*To-do item:* Copy every one of the entries below word for word, omitting the pictures from your answer.

(Saved entries)

+++

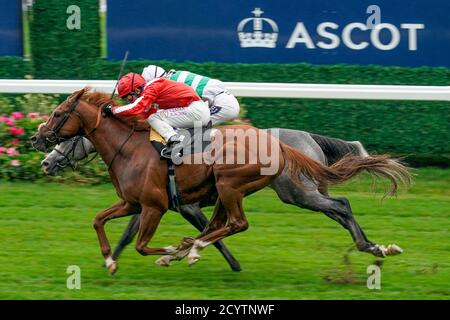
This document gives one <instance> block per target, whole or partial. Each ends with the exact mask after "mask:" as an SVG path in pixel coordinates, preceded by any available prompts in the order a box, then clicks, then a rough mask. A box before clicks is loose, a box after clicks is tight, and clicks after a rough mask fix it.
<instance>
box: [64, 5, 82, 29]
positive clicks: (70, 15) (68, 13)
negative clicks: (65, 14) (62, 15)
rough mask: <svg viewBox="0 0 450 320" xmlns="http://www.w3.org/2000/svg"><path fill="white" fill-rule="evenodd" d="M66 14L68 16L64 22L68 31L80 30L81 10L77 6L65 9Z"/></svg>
mask: <svg viewBox="0 0 450 320" xmlns="http://www.w3.org/2000/svg"><path fill="white" fill-rule="evenodd" d="M66 13H67V14H69V17H67V20H66V26H67V29H69V30H80V29H81V9H80V7H79V6H77V5H70V6H68V7H67V10H66Z"/></svg>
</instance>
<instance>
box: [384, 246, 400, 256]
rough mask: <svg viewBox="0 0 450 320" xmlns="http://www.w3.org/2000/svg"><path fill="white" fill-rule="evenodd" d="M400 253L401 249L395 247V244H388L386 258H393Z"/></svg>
mask: <svg viewBox="0 0 450 320" xmlns="http://www.w3.org/2000/svg"><path fill="white" fill-rule="evenodd" d="M400 253H403V249H402V248H400V247H399V246H397V245H396V244H390V245H388V247H387V249H386V255H387V256H395V255H397V254H400Z"/></svg>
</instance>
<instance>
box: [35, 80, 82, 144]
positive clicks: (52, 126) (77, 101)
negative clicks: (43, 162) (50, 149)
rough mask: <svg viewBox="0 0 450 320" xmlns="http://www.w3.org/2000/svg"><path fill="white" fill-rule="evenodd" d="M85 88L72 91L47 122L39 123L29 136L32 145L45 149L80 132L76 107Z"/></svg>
mask: <svg viewBox="0 0 450 320" xmlns="http://www.w3.org/2000/svg"><path fill="white" fill-rule="evenodd" d="M87 90H88V89H87V88H84V89H81V90H79V91H76V92H74V93H73V94H72V95H70V96H69V97H68V98H67V99H66V101H64V102H63V103H61V104H60V105H59V106H57V107H56V109H55V110H54V111H53V113H52V114H51V116H50V118H49V119H48V120H47V122H46V123H43V124H41V125H40V126H39V128H38V131H37V133H36V134H35V135H33V136H32V137H31V143H32V145H33V147H35V148H36V149H38V150H39V151H46V150H47V148H48V147H51V146H53V145H55V144H57V143H59V142H62V141H65V140H67V139H69V138H71V137H74V136H76V135H80V134H82V132H83V125H82V122H81V118H80V116H79V114H78V112H77V111H76V109H77V106H78V104H79V102H80V98H81V97H82V96H83V94H84V93H85V92H86V91H87Z"/></svg>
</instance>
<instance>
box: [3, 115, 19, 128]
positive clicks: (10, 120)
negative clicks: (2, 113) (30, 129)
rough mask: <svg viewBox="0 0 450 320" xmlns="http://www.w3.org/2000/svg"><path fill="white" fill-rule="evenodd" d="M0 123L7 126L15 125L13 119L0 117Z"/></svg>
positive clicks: (3, 117) (5, 117)
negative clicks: (3, 124)
mask: <svg viewBox="0 0 450 320" xmlns="http://www.w3.org/2000/svg"><path fill="white" fill-rule="evenodd" d="M0 121H2V122H4V123H6V124H7V125H8V126H13V125H15V124H16V121H15V120H14V119H11V118H8V117H4V116H0Z"/></svg>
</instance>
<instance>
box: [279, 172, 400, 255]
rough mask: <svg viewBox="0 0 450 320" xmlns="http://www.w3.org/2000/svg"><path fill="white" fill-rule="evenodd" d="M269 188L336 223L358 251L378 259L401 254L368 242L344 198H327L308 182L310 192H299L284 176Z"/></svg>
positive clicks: (302, 206) (366, 238) (305, 191)
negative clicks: (349, 237) (328, 218)
mask: <svg viewBox="0 0 450 320" xmlns="http://www.w3.org/2000/svg"><path fill="white" fill-rule="evenodd" d="M271 186H272V188H274V190H275V191H276V192H277V194H278V196H279V198H280V199H281V200H282V201H283V202H286V203H289V204H293V205H296V206H298V207H300V208H305V209H309V210H312V211H320V212H323V213H324V214H325V215H326V216H328V217H330V218H331V219H333V220H335V221H337V222H338V223H339V224H340V225H342V226H343V227H344V228H345V229H347V230H348V231H349V232H350V235H351V236H352V238H353V241H354V242H355V244H356V247H357V248H358V250H360V251H364V252H368V253H372V254H373V255H375V256H379V257H384V256H386V255H394V254H398V253H401V249H400V248H399V247H397V246H395V245H390V246H388V248H387V249H386V248H384V247H383V246H379V245H377V244H374V243H373V242H371V241H369V240H368V239H367V237H366V235H365V234H364V232H363V230H362V229H361V227H360V226H359V224H358V223H357V222H356V220H355V218H354V217H353V213H352V210H351V207H350V203H349V201H348V200H347V199H346V198H338V199H334V198H331V197H328V196H326V195H324V194H322V193H320V192H319V191H318V190H317V189H314V187H315V185H313V184H312V183H311V182H310V181H309V183H308V181H306V188H310V190H301V189H300V188H298V187H297V186H296V185H295V184H294V183H293V182H292V181H291V180H290V179H289V178H288V177H284V176H280V177H279V178H277V179H276V180H275V181H274V182H273V183H272V185H271Z"/></svg>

+++

*Worked solution:*
This document gives one <instance> block per target, whole or partial. Each ends with the exact mask after "mask:" as an SVG path in pixel coordinates, preceded by any available prompts in the order a box, then clicks, then a rough mask. A box before clicks is loose, a box after clicks is tight, and clicks after a rough mask fix it.
<instance>
box: [64, 5, 82, 29]
positive clicks: (70, 15) (68, 13)
negative clicks: (65, 14) (62, 15)
rough mask: <svg viewBox="0 0 450 320" xmlns="http://www.w3.org/2000/svg"><path fill="white" fill-rule="evenodd" d="M66 14L68 16L64 22L68 31L80 30L81 10L77 6L65 9Z"/></svg>
mask: <svg viewBox="0 0 450 320" xmlns="http://www.w3.org/2000/svg"><path fill="white" fill-rule="evenodd" d="M66 13H67V14H69V17H67V20H66V26H67V29H69V30H80V29H81V9H80V7H79V6H77V5H70V6H68V7H67V10H66Z"/></svg>
</instance>
<instance>
box: [384, 246, 400, 256]
rough mask: <svg viewBox="0 0 450 320" xmlns="http://www.w3.org/2000/svg"><path fill="white" fill-rule="evenodd" d="M400 253L401 249L395 247V244H388L386 258H393Z"/></svg>
mask: <svg viewBox="0 0 450 320" xmlns="http://www.w3.org/2000/svg"><path fill="white" fill-rule="evenodd" d="M400 253H403V249H402V248H400V247H399V246H397V245H396V244H390V245H388V247H387V249H386V255H387V256H395V255H397V254H400Z"/></svg>
</instance>
<instance>
box: [35, 80, 82, 144]
positive clicks: (52, 126) (77, 101)
negative clicks: (43, 162) (50, 149)
rough mask: <svg viewBox="0 0 450 320" xmlns="http://www.w3.org/2000/svg"><path fill="white" fill-rule="evenodd" d="M85 88L72 91L47 122L39 123L29 136L32 145L45 149L80 132L76 107Z"/></svg>
mask: <svg viewBox="0 0 450 320" xmlns="http://www.w3.org/2000/svg"><path fill="white" fill-rule="evenodd" d="M87 90H88V89H87V88H84V89H81V90H79V91H76V92H74V93H73V94H72V95H70V96H69V97H68V98H67V99H66V101H64V102H63V103H61V104H60V105H59V106H57V107H56V109H55V110H54V111H53V113H52V114H51V116H50V118H49V119H48V120H47V122H46V123H43V124H41V125H40V126H39V128H38V131H37V133H36V134H35V135H33V136H32V137H31V143H32V145H33V147H35V148H36V149H38V150H39V151H46V150H47V148H48V147H51V146H53V145H55V144H57V143H59V142H62V141H65V140H67V139H69V138H71V137H74V136H76V135H80V134H82V132H83V125H82V122H81V118H80V116H79V114H78V112H77V111H76V109H77V106H78V104H79V102H80V98H81V97H82V96H83V94H84V93H85V92H86V91H87Z"/></svg>
</instance>
<instance>
box: [3, 115, 19, 128]
positive clicks: (10, 120)
negative clicks: (2, 113) (30, 129)
rough mask: <svg viewBox="0 0 450 320" xmlns="http://www.w3.org/2000/svg"><path fill="white" fill-rule="evenodd" d="M0 123L7 126L15 125L13 119L0 117Z"/></svg>
positive clicks: (3, 117) (5, 117)
negative clicks: (3, 124)
mask: <svg viewBox="0 0 450 320" xmlns="http://www.w3.org/2000/svg"><path fill="white" fill-rule="evenodd" d="M0 121H2V122H4V123H6V124H7V125H8V126H13V125H15V124H16V121H15V120H14V119H11V118H8V117H4V116H0Z"/></svg>
</instance>
<instance>
box: [279, 172, 400, 255]
rough mask: <svg viewBox="0 0 450 320" xmlns="http://www.w3.org/2000/svg"><path fill="white" fill-rule="evenodd" d="M269 188L336 223L358 251L378 259L401 254L368 242L344 198H327L308 182L310 192H299L284 176Z"/></svg>
positive clicks: (302, 206) (366, 238) (305, 191)
negative clicks: (349, 237) (328, 218)
mask: <svg viewBox="0 0 450 320" xmlns="http://www.w3.org/2000/svg"><path fill="white" fill-rule="evenodd" d="M271 186H272V188H274V190H275V191H276V192H277V194H278V196H279V198H280V199H281V200H282V201H283V202H286V203H289V204H293V205H296V206H298V207H300V208H305V209H309V210H312V211H320V212H323V213H324V214H325V215H326V216H328V217H330V218H331V219H333V220H335V221H337V222H338V223H339V224H340V225H342V226H343V227H344V228H345V229H347V230H348V231H349V232H350V235H351V236H352V238H353V241H354V242H355V244H356V247H357V248H358V250H360V251H364V252H368V253H372V254H373V255H375V256H379V257H384V256H386V255H394V254H398V253H401V249H400V248H399V247H397V246H395V245H390V246H388V248H387V249H386V248H384V247H383V246H379V245H377V244H374V243H373V242H371V241H369V240H368V239H367V237H366V235H365V234H364V232H363V230H362V229H361V227H360V226H359V224H358V223H357V222H356V220H355V218H354V217H353V213H352V210H351V207H350V203H349V201H348V200H347V199H346V198H338V199H334V198H331V197H328V196H326V195H324V194H322V193H320V192H319V191H318V190H317V189H314V187H315V185H313V184H312V183H311V182H310V181H309V183H308V181H306V188H310V190H301V189H300V188H298V187H297V186H296V185H295V184H294V183H293V182H292V181H291V180H290V179H289V178H288V177H284V176H280V177H279V178H277V179H276V180H275V181H274V182H273V183H272V185H271Z"/></svg>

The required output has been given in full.